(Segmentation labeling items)

+--

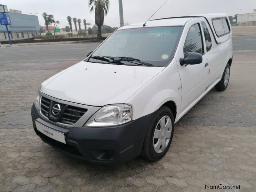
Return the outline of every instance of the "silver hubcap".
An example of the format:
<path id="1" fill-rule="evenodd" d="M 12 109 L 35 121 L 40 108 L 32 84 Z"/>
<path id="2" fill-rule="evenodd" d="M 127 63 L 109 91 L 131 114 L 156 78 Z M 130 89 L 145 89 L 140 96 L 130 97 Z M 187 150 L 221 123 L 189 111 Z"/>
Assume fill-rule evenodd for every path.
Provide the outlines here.
<path id="1" fill-rule="evenodd" d="M 229 80 L 229 68 L 228 67 L 226 69 L 225 75 L 224 76 L 224 85 L 226 87 Z"/>
<path id="2" fill-rule="evenodd" d="M 172 128 L 172 120 L 169 116 L 164 116 L 158 122 L 153 137 L 153 145 L 156 153 L 162 153 L 168 145 L 171 138 Z"/>

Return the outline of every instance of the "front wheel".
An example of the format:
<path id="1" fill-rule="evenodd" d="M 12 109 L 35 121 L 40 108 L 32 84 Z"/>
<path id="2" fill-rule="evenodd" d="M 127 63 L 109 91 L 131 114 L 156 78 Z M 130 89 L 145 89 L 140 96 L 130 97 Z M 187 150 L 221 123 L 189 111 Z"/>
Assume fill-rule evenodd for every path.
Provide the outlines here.
<path id="1" fill-rule="evenodd" d="M 230 75 L 230 66 L 228 63 L 223 73 L 221 80 L 215 85 L 215 87 L 216 90 L 222 91 L 227 89 L 229 81 Z"/>
<path id="2" fill-rule="evenodd" d="M 155 161 L 162 158 L 170 147 L 173 135 L 174 118 L 172 111 L 162 106 L 153 118 L 145 137 L 141 155 Z"/>

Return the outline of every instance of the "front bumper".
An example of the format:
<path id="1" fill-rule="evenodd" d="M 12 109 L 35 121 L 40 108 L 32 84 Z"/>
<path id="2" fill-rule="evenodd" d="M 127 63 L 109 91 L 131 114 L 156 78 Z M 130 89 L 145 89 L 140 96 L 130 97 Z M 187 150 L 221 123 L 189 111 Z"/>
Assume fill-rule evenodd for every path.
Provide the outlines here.
<path id="1" fill-rule="evenodd" d="M 52 147 L 90 163 L 121 164 L 140 154 L 153 114 L 128 123 L 112 127 L 70 127 L 60 126 L 42 118 L 33 104 L 33 126 L 36 134 Z M 66 144 L 48 137 L 36 129 L 35 121 L 64 133 Z"/>

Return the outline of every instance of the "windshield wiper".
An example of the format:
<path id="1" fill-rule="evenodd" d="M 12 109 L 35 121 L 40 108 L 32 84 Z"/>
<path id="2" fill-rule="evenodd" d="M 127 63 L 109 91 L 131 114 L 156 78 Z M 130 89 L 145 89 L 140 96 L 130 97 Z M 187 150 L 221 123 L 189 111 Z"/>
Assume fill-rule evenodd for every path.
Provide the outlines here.
<path id="1" fill-rule="evenodd" d="M 145 62 L 141 61 L 139 59 L 135 59 L 135 58 L 133 58 L 133 57 L 118 57 L 122 59 L 122 60 L 123 61 L 129 62 L 136 61 L 140 63 L 140 64 L 139 64 L 138 63 L 135 63 L 133 62 L 131 62 L 133 63 L 135 63 L 135 64 L 137 64 L 137 65 L 144 65 L 145 66 L 147 66 L 148 67 L 155 67 L 154 65 L 153 65 L 151 63 L 146 63 Z"/>
<path id="2" fill-rule="evenodd" d="M 93 59 L 97 60 L 100 60 L 102 61 L 107 61 L 107 62 L 109 62 L 110 61 L 109 60 L 107 59 L 107 58 L 108 58 L 108 57 L 105 57 L 105 56 L 92 56 L 90 57 L 90 59 L 89 59 L 89 60 L 91 59 Z"/>

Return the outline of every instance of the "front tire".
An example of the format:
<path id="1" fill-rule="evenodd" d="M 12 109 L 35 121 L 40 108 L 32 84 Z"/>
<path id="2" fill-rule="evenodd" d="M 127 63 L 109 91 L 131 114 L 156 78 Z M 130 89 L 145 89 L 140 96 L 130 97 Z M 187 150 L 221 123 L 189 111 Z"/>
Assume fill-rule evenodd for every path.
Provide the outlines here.
<path id="1" fill-rule="evenodd" d="M 152 161 L 163 157 L 172 142 L 174 128 L 172 111 L 166 107 L 161 107 L 154 116 L 146 134 L 141 156 Z"/>
<path id="2" fill-rule="evenodd" d="M 223 91 L 228 87 L 230 75 L 230 65 L 228 63 L 225 68 L 225 70 L 222 76 L 221 80 L 215 85 L 215 89 L 217 91 Z"/>

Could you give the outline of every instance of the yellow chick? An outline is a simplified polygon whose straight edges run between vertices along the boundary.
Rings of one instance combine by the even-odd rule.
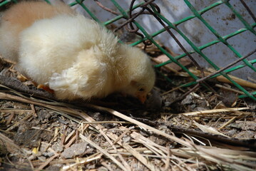
[[[45,1],[22,1],[4,13],[0,23],[0,53],[14,62],[18,60],[19,35],[35,21],[60,14],[75,14],[68,6],[56,1],[53,6]]]
[[[83,16],[70,14],[72,11],[66,6],[53,7],[47,17],[43,17],[43,9],[38,9],[39,14],[23,11],[35,6],[21,5],[16,9],[19,19],[4,19],[0,28],[0,46],[5,46],[0,53],[17,61],[18,71],[48,86],[58,99],[90,100],[120,92],[145,100],[155,79],[145,53],[118,43],[106,28]],[[11,16],[7,15],[11,10],[4,19]]]
[[[145,53],[118,43],[113,33],[81,15],[37,21],[21,32],[20,41],[18,68],[59,99],[121,92],[144,102],[154,85]]]

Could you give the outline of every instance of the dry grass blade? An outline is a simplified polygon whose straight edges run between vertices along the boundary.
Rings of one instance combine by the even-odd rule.
[[[108,152],[106,152],[105,150],[103,150],[102,147],[94,143],[93,141],[88,139],[86,137],[83,136],[83,135],[79,135],[79,137],[82,138],[82,140],[85,140],[88,143],[89,143],[91,145],[93,146],[96,149],[98,149],[99,151],[101,151],[103,154],[104,154],[106,156],[107,156],[108,158],[112,160],[118,166],[120,167],[123,170],[127,170],[127,169],[121,163],[118,162],[115,157],[113,157],[111,155],[110,155]]]
[[[233,112],[233,111],[239,111],[239,110],[248,110],[248,109],[250,109],[250,108],[248,108],[248,107],[223,108],[223,109],[213,109],[213,110],[205,110],[190,112],[190,113],[180,113],[180,114],[182,114],[184,115],[197,115],[210,114],[210,113],[221,113],[221,112]]]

+--

### Exercise directions:
Please render every line of the data above as a JSON list of strings, one string per line, with blank lines and the pictures left out.

### Right answer:
[
  "Return the outline of every instance of the \"silver hubcap\".",
  "An example of the format:",
  "<path id=\"1\" fill-rule=\"evenodd\" d=\"M 12 109 L 35 121 L 40 108 L 32 84 Z\"/>",
  "<path id=\"2\" fill-rule=\"evenodd\" d=\"M 127 63 L 109 91 L 131 114 L 156 78 Z M 130 89 L 145 89 L 140 96 L 130 97 Z M 187 150 L 221 123 L 189 111 Z\"/>",
  "Assume fill-rule evenodd for every path.",
  "Provide the outlines here.",
  "<path id=\"1\" fill-rule=\"evenodd\" d=\"M 229 80 L 229 68 L 228 67 L 226 69 L 225 75 L 224 76 L 224 85 L 226 87 Z\"/>",
  "<path id=\"2\" fill-rule=\"evenodd\" d=\"M 172 128 L 172 120 L 169 116 L 164 116 L 158 122 L 153 137 L 153 145 L 156 153 L 162 153 L 168 145 L 171 138 Z\"/>",
  "Return the outline of every instance of the \"front wheel\".",
  "An example of the format:",
  "<path id=\"1\" fill-rule=\"evenodd\" d=\"M 12 109 L 35 121 L 40 108 L 32 84 Z\"/>",
  "<path id=\"2\" fill-rule=\"evenodd\" d=\"M 127 63 L 109 91 L 131 114 L 156 78 Z M 130 89 L 145 89 L 140 96 L 130 97 Z M 187 150 L 221 123 L 189 111 Z\"/>",
  "Assume fill-rule evenodd for every path.",
  "Provide the outlines here.",
  "<path id=\"1\" fill-rule=\"evenodd\" d=\"M 230 75 L 230 66 L 228 63 L 223 73 L 221 80 L 215 85 L 215 87 L 216 90 L 222 91 L 227 89 L 229 81 Z\"/>",
  "<path id=\"2\" fill-rule=\"evenodd\" d=\"M 155 161 L 162 158 L 170 147 L 173 135 L 174 118 L 172 111 L 162 106 L 153 118 L 145 137 L 141 155 Z\"/>",
  "Return the outline of every instance of the \"front bumper\".",
  "An example of the format:",
  "<path id=\"1\" fill-rule=\"evenodd\" d=\"M 12 109 L 35 121 L 40 108 L 32 84 Z\"/>",
  "<path id=\"2\" fill-rule=\"evenodd\" d=\"M 127 63 L 109 91 L 131 114 L 156 78 Z M 130 89 L 145 89 L 140 96 L 130 97 Z M 187 150 L 221 123 L 189 111 Z\"/>",
  "Assume fill-rule evenodd for every path.",
  "Provide the outlines here.",
  "<path id=\"1\" fill-rule=\"evenodd\" d=\"M 52 147 L 90 163 L 121 164 L 140 154 L 153 114 L 128 123 L 112 127 L 70 127 L 60 126 L 42 118 L 33 104 L 33 126 L 36 134 Z M 66 144 L 48 137 L 36 129 L 35 121 L 64 133 Z\"/>",
  "Return the outline of every instance of the \"windshield wiper\".",
  "An example of the format:",
  "<path id=\"1\" fill-rule=\"evenodd\" d=\"M 12 109 L 35 121 L 40 108 L 32 84 Z\"/>",
  "<path id=\"2\" fill-rule=\"evenodd\" d=\"M 127 63 L 109 91 L 131 114 L 156 78 Z M 130 89 L 145 89 L 140 96 L 130 97 Z M 187 150 L 221 123 L 189 111 Z\"/>",
  "Assume fill-rule evenodd for every path.",
  "Provide the outlines here.",
  "<path id=\"1\" fill-rule=\"evenodd\" d=\"M 145 62 L 141 61 L 139 59 L 135 59 L 135 58 L 133 58 L 133 57 L 118 57 L 122 59 L 122 60 L 123 61 L 129 62 L 136 61 L 140 63 L 140 64 L 139 64 L 138 63 L 135 63 L 133 62 L 131 62 L 133 63 L 135 63 L 135 64 L 137 64 L 137 65 L 144 65 L 145 66 L 147 66 L 148 67 L 155 67 L 154 65 L 153 65 L 151 63 L 146 63 Z\"/>",
  "<path id=\"2\" fill-rule=\"evenodd\" d=\"M 93 59 L 97 60 L 100 60 L 102 61 L 107 61 L 107 62 L 109 62 L 110 61 L 109 60 L 107 59 L 107 58 L 108 58 L 108 57 L 105 57 L 105 56 L 92 56 L 90 57 L 90 59 L 89 59 L 89 60 L 91 59 Z\"/>",
  "Return the outline of every instance of the \"front tire\".",
  "An example of the format:",
  "<path id=\"1\" fill-rule=\"evenodd\" d=\"M 12 109 L 35 121 L 40 108 L 32 84 Z\"/>",
  "<path id=\"2\" fill-rule=\"evenodd\" d=\"M 127 63 L 109 91 L 131 114 L 156 78 Z M 130 89 L 145 89 L 140 96 L 130 97 Z M 187 150 L 221 123 L 189 111 Z\"/>",
  "Assume fill-rule evenodd for every path.",
  "Provide the outlines here.",
  "<path id=\"1\" fill-rule=\"evenodd\" d=\"M 152 161 L 163 157 L 172 142 L 174 128 L 172 111 L 166 107 L 161 107 L 154 116 L 146 134 L 141 156 Z\"/>",
  "<path id=\"2\" fill-rule=\"evenodd\" d=\"M 223 91 L 228 87 L 230 75 L 230 65 L 228 63 L 225 68 L 225 70 L 222 76 L 221 80 L 215 85 L 215 89 L 217 91 Z\"/>",
  "Could you give the outline of every instance of the yellow chick? An outline is a simplified polygon whose straight edges run between vertices along the boundary.",
  "Rings of one instance combine by the even-odd rule.",
  "[[[45,1],[22,1],[4,13],[0,23],[0,53],[14,62],[18,60],[19,35],[35,21],[60,14],[75,14],[68,6],[56,1],[53,6]]]",
  "[[[83,16],[70,14],[72,11],[66,6],[53,7],[47,17],[43,17],[43,9],[38,9],[39,14],[23,11],[35,6],[21,5],[16,9],[19,19],[4,19],[0,28],[0,46],[5,46],[0,53],[17,61],[18,71],[48,86],[58,99],[90,100],[120,92],[145,100],[155,79],[145,53],[118,43],[106,28]],[[11,16],[7,15],[11,10],[4,19]]]",
  "[[[145,53],[118,43],[113,33],[81,15],[37,21],[21,32],[20,41],[18,68],[59,99],[121,92],[144,102],[154,85]]]",
  "Could you give the outline of every instance of the dry grass blade? An outline is a simplified polygon whose straight edges run between vertices along the boundary.",
  "Rings of one instance combine by the even-odd rule.",
  "[[[108,152],[106,152],[105,150],[103,150],[102,147],[94,143],[93,141],[88,139],[86,137],[83,136],[83,135],[79,135],[79,137],[82,138],[82,140],[85,140],[88,143],[89,143],[91,145],[93,146],[96,149],[98,149],[99,151],[101,151],[103,154],[104,154],[106,156],[107,156],[108,158],[112,160],[118,166],[120,167],[123,170],[127,170],[127,169],[121,163],[118,162],[115,157],[113,157],[111,155],[110,155]]]",
  "[[[233,112],[233,111],[239,111],[239,110],[248,110],[248,109],[250,109],[250,108],[248,108],[248,107],[223,108],[223,109],[213,109],[213,110],[205,110],[190,112],[190,113],[180,113],[180,114],[182,114],[184,115],[197,115],[210,114],[210,113],[221,113],[221,112]]]"
]